The required output is the line that contains "In this exercise" plus every line after it in the listing below, copied exactly as it appears.

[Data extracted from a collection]
* * * * * * *

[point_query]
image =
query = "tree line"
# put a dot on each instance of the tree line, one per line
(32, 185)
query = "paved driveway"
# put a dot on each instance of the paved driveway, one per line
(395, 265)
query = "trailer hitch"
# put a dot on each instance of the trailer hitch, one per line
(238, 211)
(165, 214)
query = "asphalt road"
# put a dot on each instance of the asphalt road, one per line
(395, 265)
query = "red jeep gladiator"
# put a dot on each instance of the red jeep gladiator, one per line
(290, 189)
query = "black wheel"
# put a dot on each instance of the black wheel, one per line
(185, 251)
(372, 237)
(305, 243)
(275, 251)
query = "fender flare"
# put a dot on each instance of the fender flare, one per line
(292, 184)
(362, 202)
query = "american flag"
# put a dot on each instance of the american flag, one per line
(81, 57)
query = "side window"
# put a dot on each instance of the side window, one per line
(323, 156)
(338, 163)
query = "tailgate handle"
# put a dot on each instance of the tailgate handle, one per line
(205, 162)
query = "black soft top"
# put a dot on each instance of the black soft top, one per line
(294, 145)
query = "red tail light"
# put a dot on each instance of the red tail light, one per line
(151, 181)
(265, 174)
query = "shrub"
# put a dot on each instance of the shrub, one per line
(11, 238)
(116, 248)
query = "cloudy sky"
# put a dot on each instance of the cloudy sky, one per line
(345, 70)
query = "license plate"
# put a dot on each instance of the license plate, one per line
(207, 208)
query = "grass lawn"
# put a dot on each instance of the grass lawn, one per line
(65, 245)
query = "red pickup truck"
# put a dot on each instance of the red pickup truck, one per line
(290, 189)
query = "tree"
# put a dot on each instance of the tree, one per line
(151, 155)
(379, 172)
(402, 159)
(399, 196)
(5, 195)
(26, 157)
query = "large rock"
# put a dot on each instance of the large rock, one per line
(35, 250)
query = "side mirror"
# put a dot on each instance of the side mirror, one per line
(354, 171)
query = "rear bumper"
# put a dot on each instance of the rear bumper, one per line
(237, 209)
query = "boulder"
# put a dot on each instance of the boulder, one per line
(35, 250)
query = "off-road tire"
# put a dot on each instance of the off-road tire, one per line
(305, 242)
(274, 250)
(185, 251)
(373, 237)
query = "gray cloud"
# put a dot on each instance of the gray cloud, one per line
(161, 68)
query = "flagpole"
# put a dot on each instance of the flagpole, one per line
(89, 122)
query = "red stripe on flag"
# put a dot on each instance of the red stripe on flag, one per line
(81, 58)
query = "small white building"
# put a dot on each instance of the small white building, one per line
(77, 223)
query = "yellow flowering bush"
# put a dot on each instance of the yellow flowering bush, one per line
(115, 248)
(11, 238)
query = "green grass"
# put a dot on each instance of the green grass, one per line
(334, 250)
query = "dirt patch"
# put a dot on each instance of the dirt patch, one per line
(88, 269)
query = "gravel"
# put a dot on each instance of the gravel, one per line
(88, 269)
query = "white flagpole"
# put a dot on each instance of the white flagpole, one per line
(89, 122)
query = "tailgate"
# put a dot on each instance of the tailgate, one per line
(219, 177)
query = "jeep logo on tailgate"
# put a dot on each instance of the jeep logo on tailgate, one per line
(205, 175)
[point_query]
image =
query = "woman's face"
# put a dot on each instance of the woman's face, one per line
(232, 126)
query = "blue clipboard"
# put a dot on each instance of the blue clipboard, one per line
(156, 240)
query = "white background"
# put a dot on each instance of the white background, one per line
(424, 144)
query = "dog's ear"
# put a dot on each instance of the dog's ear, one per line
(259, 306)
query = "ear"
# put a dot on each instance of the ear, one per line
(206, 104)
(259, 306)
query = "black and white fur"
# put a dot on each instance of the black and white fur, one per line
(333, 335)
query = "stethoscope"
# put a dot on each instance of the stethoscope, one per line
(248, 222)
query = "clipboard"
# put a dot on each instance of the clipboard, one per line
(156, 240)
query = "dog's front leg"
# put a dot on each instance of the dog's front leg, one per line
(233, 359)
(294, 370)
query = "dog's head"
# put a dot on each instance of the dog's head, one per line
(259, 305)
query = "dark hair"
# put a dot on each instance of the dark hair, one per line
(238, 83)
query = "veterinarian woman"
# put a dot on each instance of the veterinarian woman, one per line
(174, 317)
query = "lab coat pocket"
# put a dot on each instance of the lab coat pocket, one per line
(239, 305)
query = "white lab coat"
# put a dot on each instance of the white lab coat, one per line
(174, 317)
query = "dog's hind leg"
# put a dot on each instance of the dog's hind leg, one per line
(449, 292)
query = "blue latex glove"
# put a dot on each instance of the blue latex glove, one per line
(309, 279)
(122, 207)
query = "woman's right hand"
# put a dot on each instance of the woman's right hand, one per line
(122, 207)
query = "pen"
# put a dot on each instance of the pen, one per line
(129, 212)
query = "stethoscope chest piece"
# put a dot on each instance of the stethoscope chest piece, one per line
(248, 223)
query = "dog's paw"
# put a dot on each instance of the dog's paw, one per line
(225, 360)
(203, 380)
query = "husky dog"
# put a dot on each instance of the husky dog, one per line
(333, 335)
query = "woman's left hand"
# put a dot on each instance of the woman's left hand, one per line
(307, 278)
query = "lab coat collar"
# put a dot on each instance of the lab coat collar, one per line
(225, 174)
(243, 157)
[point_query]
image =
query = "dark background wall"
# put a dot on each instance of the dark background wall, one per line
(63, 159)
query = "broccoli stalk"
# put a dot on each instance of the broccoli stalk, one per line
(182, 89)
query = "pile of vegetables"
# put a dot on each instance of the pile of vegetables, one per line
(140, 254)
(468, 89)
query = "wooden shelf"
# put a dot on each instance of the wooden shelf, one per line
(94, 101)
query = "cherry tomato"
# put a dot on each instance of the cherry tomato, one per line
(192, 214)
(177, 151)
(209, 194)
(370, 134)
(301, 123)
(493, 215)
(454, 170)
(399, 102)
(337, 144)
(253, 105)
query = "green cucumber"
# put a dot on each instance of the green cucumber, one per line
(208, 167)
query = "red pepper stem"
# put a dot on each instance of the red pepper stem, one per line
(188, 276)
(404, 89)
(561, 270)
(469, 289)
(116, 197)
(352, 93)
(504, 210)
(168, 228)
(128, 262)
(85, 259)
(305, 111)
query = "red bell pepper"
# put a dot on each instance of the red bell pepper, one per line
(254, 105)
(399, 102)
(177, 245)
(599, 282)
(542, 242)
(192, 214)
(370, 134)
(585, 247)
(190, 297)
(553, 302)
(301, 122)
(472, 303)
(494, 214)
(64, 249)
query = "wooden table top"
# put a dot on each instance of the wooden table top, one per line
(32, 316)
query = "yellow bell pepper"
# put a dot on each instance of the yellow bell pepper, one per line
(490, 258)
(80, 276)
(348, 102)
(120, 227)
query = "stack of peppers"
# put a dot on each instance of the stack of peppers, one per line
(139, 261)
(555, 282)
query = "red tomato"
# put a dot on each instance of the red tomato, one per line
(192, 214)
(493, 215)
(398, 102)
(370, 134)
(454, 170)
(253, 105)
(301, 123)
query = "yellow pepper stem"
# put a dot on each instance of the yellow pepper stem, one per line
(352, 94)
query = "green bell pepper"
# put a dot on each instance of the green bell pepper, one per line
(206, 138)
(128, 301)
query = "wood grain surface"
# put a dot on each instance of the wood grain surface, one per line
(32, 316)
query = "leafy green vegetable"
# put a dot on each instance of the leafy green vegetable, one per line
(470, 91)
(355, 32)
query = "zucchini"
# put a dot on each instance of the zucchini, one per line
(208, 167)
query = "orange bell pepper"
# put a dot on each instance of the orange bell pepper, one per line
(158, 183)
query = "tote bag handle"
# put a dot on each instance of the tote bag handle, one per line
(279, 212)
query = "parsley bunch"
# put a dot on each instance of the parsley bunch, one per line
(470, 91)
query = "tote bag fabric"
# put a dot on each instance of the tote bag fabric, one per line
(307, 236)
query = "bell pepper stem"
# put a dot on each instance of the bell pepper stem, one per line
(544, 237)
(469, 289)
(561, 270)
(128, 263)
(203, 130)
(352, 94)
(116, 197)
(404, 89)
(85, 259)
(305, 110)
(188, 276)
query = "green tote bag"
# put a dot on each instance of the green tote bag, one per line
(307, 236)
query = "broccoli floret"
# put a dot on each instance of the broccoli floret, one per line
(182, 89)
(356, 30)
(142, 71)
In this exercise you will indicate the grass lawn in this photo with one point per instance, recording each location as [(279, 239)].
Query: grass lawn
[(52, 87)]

* * * * * * *

WRITTEN RESPONSE -
In this exercise you will indicate the grass lawn in this photo with one point per instance, recording each location as [(279, 239)].
Query: grass lawn
[(52, 87)]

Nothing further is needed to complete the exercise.